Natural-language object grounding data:
━━━━
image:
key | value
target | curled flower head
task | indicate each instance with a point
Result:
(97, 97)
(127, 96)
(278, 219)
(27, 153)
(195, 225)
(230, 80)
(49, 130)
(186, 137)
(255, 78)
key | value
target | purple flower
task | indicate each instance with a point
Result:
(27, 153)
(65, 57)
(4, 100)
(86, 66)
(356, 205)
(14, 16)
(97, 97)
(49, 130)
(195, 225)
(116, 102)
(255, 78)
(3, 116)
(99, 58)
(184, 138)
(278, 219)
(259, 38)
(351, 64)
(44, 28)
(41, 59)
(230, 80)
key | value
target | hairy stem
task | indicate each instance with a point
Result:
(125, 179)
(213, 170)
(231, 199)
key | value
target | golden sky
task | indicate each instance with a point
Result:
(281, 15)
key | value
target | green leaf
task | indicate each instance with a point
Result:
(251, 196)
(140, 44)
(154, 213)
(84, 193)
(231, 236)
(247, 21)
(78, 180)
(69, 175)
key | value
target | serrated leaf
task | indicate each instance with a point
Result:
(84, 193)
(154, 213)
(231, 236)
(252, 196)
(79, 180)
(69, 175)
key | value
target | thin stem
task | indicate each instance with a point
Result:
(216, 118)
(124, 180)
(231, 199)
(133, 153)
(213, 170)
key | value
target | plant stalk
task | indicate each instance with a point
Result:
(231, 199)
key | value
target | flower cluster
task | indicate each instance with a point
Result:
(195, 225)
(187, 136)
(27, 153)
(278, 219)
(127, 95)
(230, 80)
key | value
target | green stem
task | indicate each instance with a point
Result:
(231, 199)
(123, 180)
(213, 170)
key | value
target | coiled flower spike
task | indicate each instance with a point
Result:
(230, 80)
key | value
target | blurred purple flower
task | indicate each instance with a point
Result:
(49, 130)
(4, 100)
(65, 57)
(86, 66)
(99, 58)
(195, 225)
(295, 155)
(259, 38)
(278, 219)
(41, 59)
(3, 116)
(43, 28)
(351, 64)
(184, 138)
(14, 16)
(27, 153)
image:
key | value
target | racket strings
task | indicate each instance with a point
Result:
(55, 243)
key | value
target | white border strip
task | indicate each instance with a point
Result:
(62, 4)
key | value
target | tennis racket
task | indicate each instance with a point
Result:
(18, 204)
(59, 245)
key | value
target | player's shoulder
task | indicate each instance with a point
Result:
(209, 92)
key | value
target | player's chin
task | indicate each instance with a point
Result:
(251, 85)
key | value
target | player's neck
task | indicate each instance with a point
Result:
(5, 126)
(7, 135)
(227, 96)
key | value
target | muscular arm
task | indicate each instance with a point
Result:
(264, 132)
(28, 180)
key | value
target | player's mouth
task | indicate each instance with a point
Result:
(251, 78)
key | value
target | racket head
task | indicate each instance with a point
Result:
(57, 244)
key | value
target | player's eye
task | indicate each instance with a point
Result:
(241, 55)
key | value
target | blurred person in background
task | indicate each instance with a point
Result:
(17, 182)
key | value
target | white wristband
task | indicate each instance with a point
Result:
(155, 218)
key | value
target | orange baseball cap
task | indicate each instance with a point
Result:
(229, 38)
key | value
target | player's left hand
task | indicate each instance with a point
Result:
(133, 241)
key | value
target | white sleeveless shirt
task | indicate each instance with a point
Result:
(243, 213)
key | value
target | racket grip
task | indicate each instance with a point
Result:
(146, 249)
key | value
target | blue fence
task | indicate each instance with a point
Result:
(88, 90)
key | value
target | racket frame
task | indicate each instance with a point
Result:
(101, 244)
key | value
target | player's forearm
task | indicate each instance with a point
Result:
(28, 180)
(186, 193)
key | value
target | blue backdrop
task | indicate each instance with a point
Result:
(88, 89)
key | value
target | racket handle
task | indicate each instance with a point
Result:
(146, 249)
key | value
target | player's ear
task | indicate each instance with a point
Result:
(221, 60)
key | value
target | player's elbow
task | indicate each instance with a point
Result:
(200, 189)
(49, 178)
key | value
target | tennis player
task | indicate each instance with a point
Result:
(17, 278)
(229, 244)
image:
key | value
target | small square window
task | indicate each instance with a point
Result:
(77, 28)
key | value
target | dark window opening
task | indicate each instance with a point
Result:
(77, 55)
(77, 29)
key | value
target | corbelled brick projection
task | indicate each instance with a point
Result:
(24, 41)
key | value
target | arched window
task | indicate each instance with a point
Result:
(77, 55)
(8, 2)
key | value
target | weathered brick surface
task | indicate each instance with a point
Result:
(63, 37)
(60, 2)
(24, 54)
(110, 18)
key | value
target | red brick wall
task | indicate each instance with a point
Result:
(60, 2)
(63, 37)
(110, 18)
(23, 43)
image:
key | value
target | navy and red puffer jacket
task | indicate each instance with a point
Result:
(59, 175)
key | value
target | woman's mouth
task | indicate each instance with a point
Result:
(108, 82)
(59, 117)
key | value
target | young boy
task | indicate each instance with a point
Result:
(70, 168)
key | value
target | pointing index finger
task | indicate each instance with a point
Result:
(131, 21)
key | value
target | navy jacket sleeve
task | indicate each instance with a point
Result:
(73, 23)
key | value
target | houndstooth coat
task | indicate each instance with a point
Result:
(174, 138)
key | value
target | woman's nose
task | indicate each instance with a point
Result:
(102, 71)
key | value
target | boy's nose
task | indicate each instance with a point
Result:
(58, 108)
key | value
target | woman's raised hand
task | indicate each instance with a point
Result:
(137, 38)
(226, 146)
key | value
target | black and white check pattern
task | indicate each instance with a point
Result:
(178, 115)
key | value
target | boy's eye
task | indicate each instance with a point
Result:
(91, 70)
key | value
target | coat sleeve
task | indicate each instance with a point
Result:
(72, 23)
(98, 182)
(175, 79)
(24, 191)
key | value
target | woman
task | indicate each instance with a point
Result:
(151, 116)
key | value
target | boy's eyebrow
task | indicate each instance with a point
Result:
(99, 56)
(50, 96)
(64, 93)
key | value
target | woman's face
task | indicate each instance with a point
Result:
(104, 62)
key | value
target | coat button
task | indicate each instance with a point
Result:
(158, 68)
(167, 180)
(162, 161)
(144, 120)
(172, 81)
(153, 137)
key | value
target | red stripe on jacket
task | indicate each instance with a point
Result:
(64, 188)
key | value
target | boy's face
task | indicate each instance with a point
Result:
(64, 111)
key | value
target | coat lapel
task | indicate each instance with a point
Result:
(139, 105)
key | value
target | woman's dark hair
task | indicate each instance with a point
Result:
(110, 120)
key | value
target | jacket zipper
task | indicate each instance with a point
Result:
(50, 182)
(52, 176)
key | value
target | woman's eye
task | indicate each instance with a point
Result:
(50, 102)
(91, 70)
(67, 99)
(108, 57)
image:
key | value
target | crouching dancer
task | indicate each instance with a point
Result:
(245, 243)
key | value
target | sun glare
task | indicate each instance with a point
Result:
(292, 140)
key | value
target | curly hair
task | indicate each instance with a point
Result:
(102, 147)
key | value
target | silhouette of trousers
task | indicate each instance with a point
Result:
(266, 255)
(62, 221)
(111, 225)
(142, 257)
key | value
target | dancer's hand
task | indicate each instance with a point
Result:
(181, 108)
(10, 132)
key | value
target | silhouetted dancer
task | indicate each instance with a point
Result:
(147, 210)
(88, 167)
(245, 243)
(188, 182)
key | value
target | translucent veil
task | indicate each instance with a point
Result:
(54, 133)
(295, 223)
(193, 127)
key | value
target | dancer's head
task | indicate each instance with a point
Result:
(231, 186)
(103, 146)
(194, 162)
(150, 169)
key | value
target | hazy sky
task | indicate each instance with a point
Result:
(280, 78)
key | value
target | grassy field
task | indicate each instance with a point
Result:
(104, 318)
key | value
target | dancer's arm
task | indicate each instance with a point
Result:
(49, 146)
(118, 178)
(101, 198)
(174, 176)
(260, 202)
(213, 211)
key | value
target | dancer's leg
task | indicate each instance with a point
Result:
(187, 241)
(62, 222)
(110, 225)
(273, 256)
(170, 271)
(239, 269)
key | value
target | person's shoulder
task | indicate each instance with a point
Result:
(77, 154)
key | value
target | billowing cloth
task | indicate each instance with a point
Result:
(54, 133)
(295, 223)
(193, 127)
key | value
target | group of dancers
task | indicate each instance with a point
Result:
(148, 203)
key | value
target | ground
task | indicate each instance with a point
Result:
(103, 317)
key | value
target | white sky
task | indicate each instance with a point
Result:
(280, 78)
━━━━
The line containing "target | person's shoulder" and every line after it, through the end of the records, should be repeated exactly and alone.

Answer box ::
target | person's shoulder
task | indicate each instance with a point
Result:
(77, 154)
key | value
target | billowing cloth
task | indicate each instance with a point
Result:
(54, 133)
(295, 223)
(193, 127)
key | value
target | group of dancers
task | indicate each instance with a point
Result:
(148, 203)
key | value
target | ground
task | indicate each instance with a point
Result:
(103, 317)
key | value
target | white sky
task | indicate each instance with a point
Result:
(280, 78)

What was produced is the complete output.